US20260128231A1US 20260128231 A1US20260128231 A1US 20260128231A1US-20260128231-A1

Abstract

A multilayer ceramic capacitor includes a ceramic body including six surfaces including main surfaces, side surfaces, and end surfaces, and external electrodes on the ceramic body and connected to some of internal electrode layers. The external electrodes include glass domains. In a longitudinal direction, a ratio of a sum of lengths, in a longitudinal direction, of the glass domains to a sum of lengths of a surface of an electrode arrangement portion on at least one of the side surfaces and the main surfaces, and of a surface of a corner portion contiguous with the surface of the electrode arrangement portion is about 40% to about 60%, and a ratio of a number of glass domains extending from a surface of the ceramic body to a surface of the external electrode located in the electrode arrangement portion is about 10% to about 30%.

Inventors

  • Sadayuki KOIZUMI
  • Tetsuya KISUMI

Assignees

  • MURATA MANUFACTURING CO., LTD.

Dates

Publication Date
20260507
Application Date
20260106
Priority Date
20230718

Claims (12)

  1. 1 . A multilayer ceramic capacitor comprising: a ceramic base body including a plurality of dielectric layers and a plurality of internal electrode layers that are laminated, and six surfaces including a first main surface and a second main surface opposed to each other in a height direction, a first lateral surface and a second lateral surface opposed to each other in a width direction orthogonal or substantially orthogonal to the height direction, and a first end surface and a second end surface opposed to each other in a length direction orthogonal or substantially orthogonal to the height direction and the width direction; and external electrodes on the ceramic base body and each connected to some of the plurality of internal electrode layers; wherein when a portion, among the six surfaces of the ceramic base body, where any of the external electrodes is provided is defined as an electrode placement portion, and, when a portion, in the ceramic base body, where two of the six surfaces intersect is defined as a corner portion, the external electrodes include glass domains; a ratio of a sum of lengths in the length direction of the glass domains relative to a sum of lengths in the length direction of a surface of the ceramic base body in the electrode placement portion on at least one surface among the first lateral surface, the second lateral surface, the first main surface, and the second main surface and a surface of the ceramic base body in the corner portion continuous to the at least one surface in the length direction is about 40% or more and about 60% or less; and among the glass domains provided in the electrode placement portion, a ratio of a number of glass domains extending from the at least one surface of the ceramic base body to a corresponding one of surfaces of the external electrodes is about 10% or more and about 30% or less.
  2. 2 . The multilayer ceramic capacitor according to claim 1 , wherein, in one of the external electrodes provided on at least one of the first lateral surface, the second lateral surface, the first main surface, and the second main surface, the glass domains occupy about two-thirds or more of a length in a film thickness direction of the one of the external electrodes.
  3. 3 . The multilayer ceramic capacitor according to claim 1 , wherein each of the external electrodes includes a metal domain.

| The request |
Reproduce the part of the capacitor patent text starting with "2. 2 . The multilayer" and going on through "a metal domain.".

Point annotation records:
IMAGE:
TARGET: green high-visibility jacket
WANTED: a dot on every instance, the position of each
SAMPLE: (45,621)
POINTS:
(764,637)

| Correct output |
2. 2 . The multilayer ceramic capacitor according to claim 1 , wherein, in one of the external electrodes provided on at least one of the first lateral surface, the second lateral surface, the first main surface, and the second main surface, the glass domains occupy about two-thirds or more of a length in a film thickness direction of the one of the external electrodes.
  3. 3 . The multilayer ceramic capacitor according to claim 1 , wherein each of the external electrodes includes a metal domain.